Material supplied:
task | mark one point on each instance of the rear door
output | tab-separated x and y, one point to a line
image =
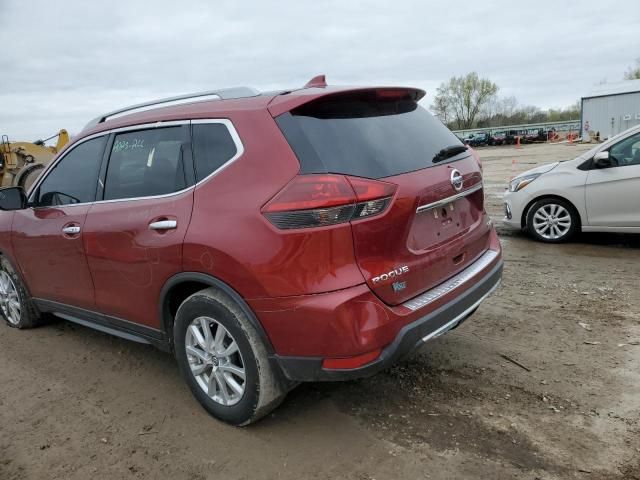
613	194
435	225
133	235
48	236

To do: In the entries above, some lines hold the string "point". Copy each of them.

Worked solution:
task | mark one point on each instance of the rear door
output | tab-separated x and y, one point to a line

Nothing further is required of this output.